PROVIDED TEXT >>
+ + +

Si Electronics: The Next Frontier

Tomás Palacios
Microsystems Technology Laboratories

Electrical engineering is at a crossroads. For the last fifty years, Si electronics has been driving the development of information technology, which has completely transformed our society. Conventional Si electronics, however, is reaching scaling and performance limits which jeopardizes future developments. The Palacios group at MIT is working on overcoming these limits by developing a new paradigm where performance increase is achieved by integrating Si electronics with multifunctional new materials, instead of by traditional scaling.

Researchers, including EECS graduate student Han Wang and physics graduate student Daniel Nezich under the direction of EECS professors Jing Kong and Tomás Palacios, have succeeded in laying the groundwork for a whole new technology of much faster microelectronic devices using graphene. (photo: Donna Coveney, MIT News Office)

Researchers, including EECS graduate student Han Wang and physics graduate student Daniel Nezich (standing right) under the direction of EECS professors Jing Kong and Tomás Palacios (left), have succeeded in laying the groundwork for a whole new technology of much faster microelectronic devices using graphene. (photo: Donna Coveney, MIT News Office)

Specifically, we are working to seamlessly integrate Si transistors and circuits with two new material systems: nitride semiconductors (GaN) and graphene. The integration with nitride semiconductors allows the combination of the high complexity and flexibility of Si electronics with the vast array of new devices enabled by nitride semiconductors. Some examples of these new devices include light emitting diodes and lasers for optical interconnections and sensing; highly efficient power amplifiers for advanced wireless communications; piezoelectric energy harvesting devices; and high voltage transistors for energy conversion with more than three orders of magnitude lower energy loss than the equivalent Si transistors.

Figure 1. Scanning electron micrograph of a Si (001) transistor in close proximity to a GaN transistor (HEMT). This is the first demonstration of the heterogeneous integration of Si MOSFETs and field effect devices fabricated in compound semiconductors.

Figure 1. Scanning electron micrograph of an Si (001) transistor in close proximity to a GaN transistor (HEMT). This is the first demonstration of the heterogeneous integration of Si MOSFETs and field effect devices fabricated in compound semiconductors.

+ + +

EXTRACTED RECORDS >>

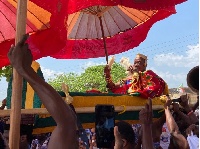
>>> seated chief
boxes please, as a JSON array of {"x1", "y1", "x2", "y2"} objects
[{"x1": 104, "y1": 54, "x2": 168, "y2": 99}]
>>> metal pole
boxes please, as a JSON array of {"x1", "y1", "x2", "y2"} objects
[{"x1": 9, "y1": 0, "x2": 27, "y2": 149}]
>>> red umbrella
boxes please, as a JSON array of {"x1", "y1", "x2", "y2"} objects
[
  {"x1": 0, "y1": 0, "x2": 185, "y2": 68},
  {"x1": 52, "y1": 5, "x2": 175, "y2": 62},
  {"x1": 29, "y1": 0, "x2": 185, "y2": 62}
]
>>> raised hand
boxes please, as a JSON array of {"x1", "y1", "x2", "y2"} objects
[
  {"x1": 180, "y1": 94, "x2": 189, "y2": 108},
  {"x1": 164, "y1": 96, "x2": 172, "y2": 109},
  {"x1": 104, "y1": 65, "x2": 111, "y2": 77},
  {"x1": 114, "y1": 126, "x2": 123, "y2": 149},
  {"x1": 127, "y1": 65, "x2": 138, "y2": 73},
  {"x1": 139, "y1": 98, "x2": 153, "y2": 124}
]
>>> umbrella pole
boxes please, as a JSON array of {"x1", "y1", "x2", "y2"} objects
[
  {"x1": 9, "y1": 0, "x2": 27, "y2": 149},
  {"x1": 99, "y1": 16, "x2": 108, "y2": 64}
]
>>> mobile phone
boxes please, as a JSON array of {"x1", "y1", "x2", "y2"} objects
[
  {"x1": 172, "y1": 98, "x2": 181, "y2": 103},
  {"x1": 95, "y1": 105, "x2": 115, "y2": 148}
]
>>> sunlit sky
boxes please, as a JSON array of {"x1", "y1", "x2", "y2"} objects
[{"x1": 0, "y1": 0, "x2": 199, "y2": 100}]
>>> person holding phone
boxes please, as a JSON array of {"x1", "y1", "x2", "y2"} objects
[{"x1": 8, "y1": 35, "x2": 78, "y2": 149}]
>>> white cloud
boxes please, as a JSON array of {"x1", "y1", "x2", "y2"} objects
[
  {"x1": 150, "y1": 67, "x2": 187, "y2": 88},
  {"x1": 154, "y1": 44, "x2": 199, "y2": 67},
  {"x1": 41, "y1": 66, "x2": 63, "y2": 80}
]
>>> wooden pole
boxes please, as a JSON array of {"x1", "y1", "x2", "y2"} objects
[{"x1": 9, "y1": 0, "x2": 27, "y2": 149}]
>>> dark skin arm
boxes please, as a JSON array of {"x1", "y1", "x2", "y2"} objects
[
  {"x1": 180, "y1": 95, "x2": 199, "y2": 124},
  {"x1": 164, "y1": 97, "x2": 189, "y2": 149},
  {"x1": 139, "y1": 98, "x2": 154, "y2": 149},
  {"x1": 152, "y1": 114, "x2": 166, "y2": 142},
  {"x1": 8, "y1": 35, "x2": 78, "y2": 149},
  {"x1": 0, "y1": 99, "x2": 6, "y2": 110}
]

+ + +

PROBLEMS TO SOLVE >>
1. Name every person mentioned in the page on Si electronics.
2. Continue the page on Si electronics from the point where it stops.

ANSWERS BY TASK >>
1. Tomás Palacios, Han Wang, Daniel Nezich, Jing Kong, Donna Coveney

2.
Our group has recently demonstrated the first on-wafer integration of Si (001) MOSFETs with GaN-based transistors (Figure 1 above). The key enabler of this integration has been the development of a novel wafer bonding technology that allows the fabrication of a Si/GaN/Si hybrid wafer. This wafer, stable at up to 1200°C, can be processed following standard Si technology to fabricate the Si electronics. Then, the top Si layer is removed in selected regions to expose the GaN layer and to fabricate the nitride devices. Our group is using this new technology to develop, among other applications, a GaN/Si hybrid solution for power distribution in a microprocessor. In this new approach, the power is distributed within the chip at high voltages and low currents to minimize conductive losses, and then locally down-converted by nitride electronics to the low voltages required by the Si electronics. This new approach, enabled by the heterogeneous integration of GaN and Si electronics, is expected to reduce power consumption in microprocessors by at least 30%.

The Palacios group is also working on the integration of Si electronics with a one-atom-thick carbon-based material with transport properties several orders of magnitude better than silicon. Using some of the unique properties of this material, we have demonstrated some of the world-first graphene circuits, including frequency multipliers, detectors for RF radiation, and radio demodulators. Figure 2, below, shows an optical micrograph of the first graphene frequency multiplier fabricated on a Si substrate. This new device doubles the frequency of any RF input signal and could revolutionize high-speed communications, sub-mm wave imaging and sensors.

Figure 2, shows an optical micrograph of the first graphene frequency multiplier fabricated on an Si substrate. This new device doubles the frequency of any RF input signal and could revolutionize high-speed communications, sub-mm wave imaging and sensors.

Figure 2 shows an optical micrograph of the first graphene frequency multiplier fabricated on an Si substrate. This new device doubles the frequency of any RF input signal and could revolutionize high-speed communications, sub-mm wave imaging and sensors.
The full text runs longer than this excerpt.